## Given passage
Cloud Security: Adapting to a new reality

Audits and Red Team assessments led by Wavestone showed a stark imbalance between the maturity of on-premise infrastructure protection and the cloud deployment ones. While on-premise infrastructure are generally well identified, controlled and protected according to proven standards, their cloud counterparts are often underestimated in terms of risks and consequently, insufficiently secured.

 

Is the tiering principle promoted for on-premise infrastructure applicable to the cloud?

Evolution of the Security Model

In on-premises Active Directory environments, infrastructure security generally relies on strict segmentation into three tiers (T0, T1, and T2). This allows for the isolation of critical administration systems (T0), servers (T1), and user workstations (T2) in order to limit propagation risks.

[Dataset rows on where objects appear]

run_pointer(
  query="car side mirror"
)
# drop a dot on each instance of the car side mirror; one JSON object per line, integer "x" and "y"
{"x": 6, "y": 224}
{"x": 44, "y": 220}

## What you need to do
1) In the cloud security text, what three tiers does on-premises Active Directory security rely on, and what does each one isolate?
2) Convert every line of the records into a JSON list of strings, one string per line, leaving out blank lines.

## Answers for this exercise
1) T0 isolates critical administration systems, T1 isolates servers, and T2 isolates user workstations.

2)
[
  "run_pointer(",
  "  query=\"car side mirror\"",
  ")",
  "# drop a dot on each instance of the car side mirror; one JSON object per line, integer \"x\" and \"y\"",
  "{\"x\": 6, \"y\": 224}",
  "{\"x\": 44, \"y\": 220}"
]